PAGE EXCERPT
[START]

The General Partner does not believe that the consolidation of the VIEs for reporting under generally accepted accounting principles in the United States of America (“GAAP”) impacts the Partnership's tax status, amounts reported to Beneficial Unit Certificate (“BUC”) holders on IRS Form K-1, the Partnership's ability to distribute tax-exempt income to unitholders, the current level of quarterly distributions or the tax-exempt status of the underlying mortgage revenue bonds.

Purchase Accounting
Pursuant to the guidance on business combinations, the Company allocates the total acquisition cost of a property acquired to the land, building and leases in existence as of the date of acquisition based on their relative fair values.  The building is valued as if vacant. The estimated valuation of in-place leases is calculated by applying a risk-adjusted discount rate to the projected cash flow deficit at each property during an assumed lease-up period for these properties. This allocated cost is amortized over the average remaining term of the leases and is included in the statement of operations under depreciation and amortization expense.

Cash and Cash Equivalents
Cash and cash equivalents include highly liquid securities and investments in federally tax-exempt securities with maturities of three months or less when purchased.
 
Concentration of Credit Risk
The Company maintains the majority of its unrestricted cash balances at two financial institutions.  The balances insured by the Federal Deposit Insurance Corporation have been temporarily increased to $250,000 at each institution.  At various times the cash balances may exceed the $250,000 limit.  The Company is also exposed to risk on its short-term investments in the event of non-performance by counterparties.  The Company does not anticipate any non-performance.  This risk is minimized significantly by the Company's portfolio being restricted to investment grade securities.

Restricted Cash
Restricted cash, which is legally restricted to use, is comprised of resident security deposits, required maintenance reserves, escrowed funds, restricted compensating balances, and property rehabilitation.  At December 31, 2011, certain of our credit facilities require restricted cash balances as additional collateral. Specifically, the tax-exempt bond securitization ("TEBS") facility, discussed below, required approximately $8.0 million, and two of the mortgages required approximately $2.9 million held as restricted cash balances.
 
Investment in Tax-Exempt Mortgage Revenue Bonds and Other Tax-Exempt Bonds
The Company accounts for its investments in tax-exempt mortgage revenue bonds and other tax-exempt bonds under the guidance for accounting for certain investments in debt and equity securities. The guidance requires investments in securities to be classified as one of the following: 1) held-to-maturity, 2) available-for-sale, or 3) trading securities. All of the Company's investments in tax-exempt mortgage revenue bonds and other tax-exempt bonds are classified as available-for-sale, and are reported at estimated fair value with the net unrealized gains or losses reflected in other comprehensive income. Unrealized gains and losses do not affect the cash flow of the bonds, distributions to unitholders, or the characterization of the tax-exempt interest income of the financial obligation of the underlying collateral.

[END]

SUPPLIED INFORMATION

[START]

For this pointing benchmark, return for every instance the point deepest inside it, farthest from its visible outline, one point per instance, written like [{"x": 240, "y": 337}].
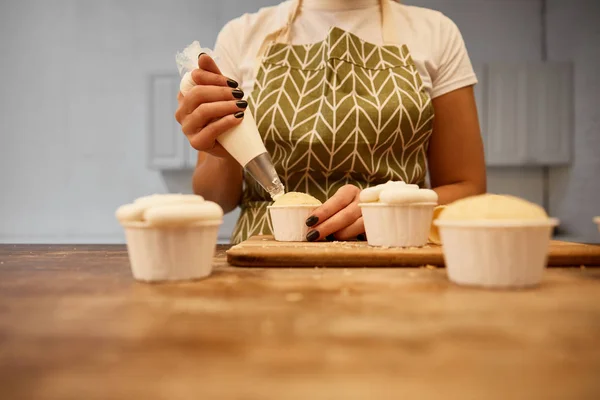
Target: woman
[{"x": 344, "y": 93}]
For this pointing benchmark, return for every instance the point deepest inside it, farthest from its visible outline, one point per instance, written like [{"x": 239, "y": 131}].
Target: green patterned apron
[{"x": 342, "y": 111}]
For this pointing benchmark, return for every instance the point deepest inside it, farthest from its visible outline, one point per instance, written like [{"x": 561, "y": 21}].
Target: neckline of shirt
[{"x": 338, "y": 5}]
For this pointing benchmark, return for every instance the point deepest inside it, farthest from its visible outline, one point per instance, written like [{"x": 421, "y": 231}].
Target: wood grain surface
[
  {"x": 265, "y": 252},
  {"x": 74, "y": 325}
]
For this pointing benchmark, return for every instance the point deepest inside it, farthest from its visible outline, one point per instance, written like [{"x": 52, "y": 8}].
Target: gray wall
[{"x": 74, "y": 104}]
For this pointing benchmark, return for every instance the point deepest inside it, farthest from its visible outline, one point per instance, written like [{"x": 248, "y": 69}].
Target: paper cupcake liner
[
  {"x": 496, "y": 254},
  {"x": 389, "y": 225},
  {"x": 171, "y": 254},
  {"x": 289, "y": 222}
]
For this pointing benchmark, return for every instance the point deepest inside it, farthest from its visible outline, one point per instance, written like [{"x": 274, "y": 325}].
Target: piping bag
[{"x": 243, "y": 142}]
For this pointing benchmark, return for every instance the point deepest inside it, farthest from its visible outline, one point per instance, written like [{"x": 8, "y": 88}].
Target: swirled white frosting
[
  {"x": 493, "y": 207},
  {"x": 398, "y": 192},
  {"x": 163, "y": 210}
]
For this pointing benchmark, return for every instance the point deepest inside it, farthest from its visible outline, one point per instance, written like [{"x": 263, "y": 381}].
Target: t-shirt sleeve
[
  {"x": 227, "y": 52},
  {"x": 454, "y": 68}
]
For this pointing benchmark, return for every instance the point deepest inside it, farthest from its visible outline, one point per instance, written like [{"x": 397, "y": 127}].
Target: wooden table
[{"x": 74, "y": 325}]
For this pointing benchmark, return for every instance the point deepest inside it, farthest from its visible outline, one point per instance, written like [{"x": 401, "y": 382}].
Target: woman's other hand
[
  {"x": 339, "y": 218},
  {"x": 211, "y": 108}
]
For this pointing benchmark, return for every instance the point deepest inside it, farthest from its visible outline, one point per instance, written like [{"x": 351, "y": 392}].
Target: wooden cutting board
[{"x": 263, "y": 251}]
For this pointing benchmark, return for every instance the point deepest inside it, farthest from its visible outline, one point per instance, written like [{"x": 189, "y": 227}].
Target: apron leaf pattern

[END]

TASKS TO CARRY OUT
**a)** Using the accounting policies excerpt, decide whether each statement agrees with it. Answer yes or no and quote the words that decide it.
(i) Most of the Company's unrestricted cash is held at two financial institutions.
(ii) Some of the Company's tax-exempt bonds are classified as held-to-maturity.
(iii) When acquisition cost is allocated, the building is valued as if vacant.
**b)** Answer these questions from the accounting policies excerpt, one line each:
(i) What maturity must a security have when purchased to count as a cash equivalent?
(ii) How much restricted cash did the TEBS facility require at December 31, 2011?
(iii) Where are the net unrealized gains or losses on the tax-exempt bonds reflected?

CORRECT ANSWERS
**a)**
(i) Yes: "The Company maintains the majority of its unrestricted cash balances at two financial institutions."
(ii) No: "All of the Company's investments in tax-exempt mortgage revenue bonds and other tax-exempt bonds are classified as available-for-sale"
(iii) Yes: "The building is valued as if vacant."

**b)**
(i) Three months or less
(ii) Approximately $8.0 million
(iii) In other comprehensive income